**Task details**
Write out, word for word, the part of the productivity passage from "Ahh. The ever-elusive" to "best for you.".

**Document passage**
## Begin
Ahh. The ever-elusive perfect productivity system. There are a multitude of books that offer up suggestions, and thousands (true story) of products and apps dedicated to helping you be more productive and hack all of the things in your life. In the end, we think the best solution is to find what works for some of the most productive people, and try out what resonates most with you. Below, 10 entrepreneurs, investors, and authors share their productivity and habit change secrets. We hope reading these will help you make the most of your time; pick a few and create a system that works best for you.
What’s the weirdest thing you do that helps you be super productive? — Mike Coutermarsh
I observe the Jewish sabbath. It felt very weird when I started doing it, but now it feels impossible to live without. Sabbath means I don’t touch my phone or computer from sundown Friday to sundown Saturday. I can no longer imagine how people survive without at least 24 hours of forced disconnection. I think “non-productive” time is essential to being “productive.”
— Joshua Foer, Author of Moonwalking With Einstein
What are some of your best techniques for building daily habits? — Troy Shu
For me, it’s knowing that I won’t succeed at anything at all in life that I want to succeed at (e.g. I won’t be able to help people) if I don’t write down 10 ideas a day, every day. And I can’t write down 10 ideas if I’m not eating right, sleeping right, moving right, having good relationships in my life, and being grateful for what I have. They all work together to create that magic cocktail of motivation. — James Altucher, Entrepreneur, podcaster, and bestselling author
How do you set goals in life, both long- and short-term? — Rohit Tirkey
One of my favorite pieces of goal setting advice isn’t about what to do but what not to do. I did a major “life audit” when I turned forty, and I realized how many projects I had committed to in my head — such as learning German, becoming a good skier, and learning to cook. Most remained unfinished, and many were not even started. Yet, these countless incomplete projects drained my energy and diffused my attention. As soon as the file was opened, each one took a little bit of me away. It was very liberating to realize that I could “complete” a project by simply dropping it — by eliminating it from my to-do list. Why carry around this unnecessary baggage?— Arianna Huffington, Co-founder and Editor-in-chief of The Huffington Post
Is there a certain mindset with which you approach your life and work that enables you to create at such high quality and velocity? — Melissa Joy Kong
My glib answer is that I don’t watch TV. (Our kids grew up without it.) But that is not fair since I watch A LOT of documentaries. A better answer is that I work a lot, but my “work” is usually the kind of thing that also gives me deep pleasure, so I could say I also play a lot. The best answer is simply that I have a lot of help. I hire people whenever I can. Mostly freelancers, not interns.
## End
**Data provided**
## Begin
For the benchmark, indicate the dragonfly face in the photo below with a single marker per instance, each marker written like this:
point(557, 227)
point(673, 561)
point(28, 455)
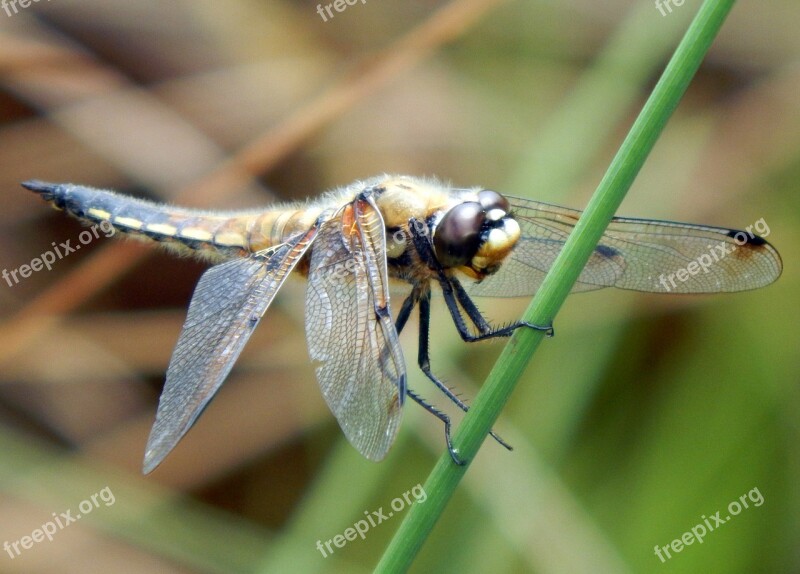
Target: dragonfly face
point(350, 243)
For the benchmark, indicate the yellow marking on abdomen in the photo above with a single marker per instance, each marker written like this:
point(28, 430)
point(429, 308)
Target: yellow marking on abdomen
point(229, 239)
point(98, 213)
point(161, 228)
point(196, 233)
point(128, 222)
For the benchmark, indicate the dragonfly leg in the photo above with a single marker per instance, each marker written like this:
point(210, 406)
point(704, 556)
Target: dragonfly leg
point(486, 330)
point(423, 359)
point(445, 419)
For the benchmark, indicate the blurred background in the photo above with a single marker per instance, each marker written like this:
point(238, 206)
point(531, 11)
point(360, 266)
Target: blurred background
point(643, 416)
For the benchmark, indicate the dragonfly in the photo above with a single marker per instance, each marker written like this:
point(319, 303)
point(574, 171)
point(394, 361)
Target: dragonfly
point(351, 244)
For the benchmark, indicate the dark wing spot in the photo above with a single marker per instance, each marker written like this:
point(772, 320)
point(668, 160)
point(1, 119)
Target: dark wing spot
point(606, 251)
point(754, 240)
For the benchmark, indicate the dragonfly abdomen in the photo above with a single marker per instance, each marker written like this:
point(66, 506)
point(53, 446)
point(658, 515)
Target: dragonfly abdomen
point(216, 236)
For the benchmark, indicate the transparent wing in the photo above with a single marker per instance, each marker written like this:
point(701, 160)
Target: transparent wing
point(350, 332)
point(227, 304)
point(637, 254)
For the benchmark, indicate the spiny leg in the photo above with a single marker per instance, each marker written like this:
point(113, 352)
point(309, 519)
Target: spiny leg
point(444, 418)
point(486, 330)
point(423, 360)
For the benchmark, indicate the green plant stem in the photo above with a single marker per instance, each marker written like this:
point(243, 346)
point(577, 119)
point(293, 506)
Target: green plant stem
point(619, 177)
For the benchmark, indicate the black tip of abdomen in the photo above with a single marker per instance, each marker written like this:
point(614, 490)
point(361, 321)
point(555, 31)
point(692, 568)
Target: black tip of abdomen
point(45, 189)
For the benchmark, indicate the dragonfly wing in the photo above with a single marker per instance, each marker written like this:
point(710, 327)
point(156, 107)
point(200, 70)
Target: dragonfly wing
point(227, 304)
point(350, 332)
point(638, 254)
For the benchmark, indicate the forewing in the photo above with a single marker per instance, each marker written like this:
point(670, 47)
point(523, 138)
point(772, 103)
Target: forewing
point(349, 330)
point(635, 254)
point(227, 304)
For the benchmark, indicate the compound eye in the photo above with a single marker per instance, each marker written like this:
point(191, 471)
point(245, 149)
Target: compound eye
point(458, 235)
point(490, 200)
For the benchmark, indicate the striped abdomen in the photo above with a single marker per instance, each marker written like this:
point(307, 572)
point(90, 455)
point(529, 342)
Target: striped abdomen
point(218, 236)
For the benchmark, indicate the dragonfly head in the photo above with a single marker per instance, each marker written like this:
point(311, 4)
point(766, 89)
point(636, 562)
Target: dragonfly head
point(476, 236)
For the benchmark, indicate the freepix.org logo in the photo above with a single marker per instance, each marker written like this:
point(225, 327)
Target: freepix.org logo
point(60, 522)
point(9, 5)
point(715, 254)
point(373, 519)
point(338, 5)
point(46, 259)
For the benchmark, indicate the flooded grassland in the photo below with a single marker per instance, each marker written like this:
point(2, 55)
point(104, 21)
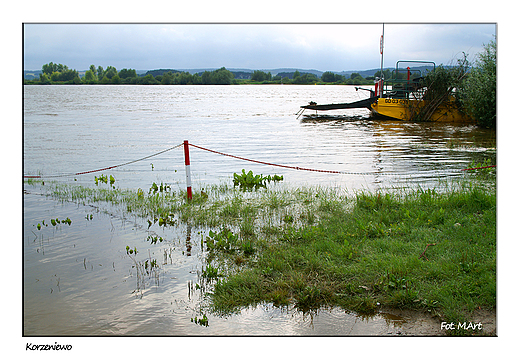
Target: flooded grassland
point(400, 244)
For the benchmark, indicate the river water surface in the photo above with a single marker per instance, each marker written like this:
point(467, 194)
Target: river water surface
point(78, 278)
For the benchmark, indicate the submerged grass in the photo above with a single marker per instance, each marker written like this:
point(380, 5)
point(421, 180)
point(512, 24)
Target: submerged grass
point(311, 247)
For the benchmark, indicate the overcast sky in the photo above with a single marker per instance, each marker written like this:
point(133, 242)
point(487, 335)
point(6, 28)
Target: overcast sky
point(334, 47)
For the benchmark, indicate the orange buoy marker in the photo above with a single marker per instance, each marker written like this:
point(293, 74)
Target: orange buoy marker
point(187, 163)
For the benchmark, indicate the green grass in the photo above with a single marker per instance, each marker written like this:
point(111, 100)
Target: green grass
point(420, 249)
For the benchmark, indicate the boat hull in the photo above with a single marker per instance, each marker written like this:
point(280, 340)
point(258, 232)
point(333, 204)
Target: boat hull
point(403, 109)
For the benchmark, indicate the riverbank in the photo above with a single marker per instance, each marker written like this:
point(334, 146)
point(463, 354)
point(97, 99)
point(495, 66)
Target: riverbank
point(422, 250)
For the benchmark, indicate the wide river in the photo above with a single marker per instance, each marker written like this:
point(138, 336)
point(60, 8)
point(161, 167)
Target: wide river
point(78, 279)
## End
**Output for this exercise**
Ahh. The ever-elusive perfect productivity system. There are a multitude of books that offer up suggestions, and thousands (true story) of products and apps dedicated to helping you be more productive and hack all of the things in your life. In the end, we think the best solution is to find what works for some of the most productive people, and try out what resonates most with you. Below, 10 entrepreneurs, investors, and authors share their productivity and habit change secrets. We hope reading these will help you make the most of your time; pick a few and create a system that works best for you.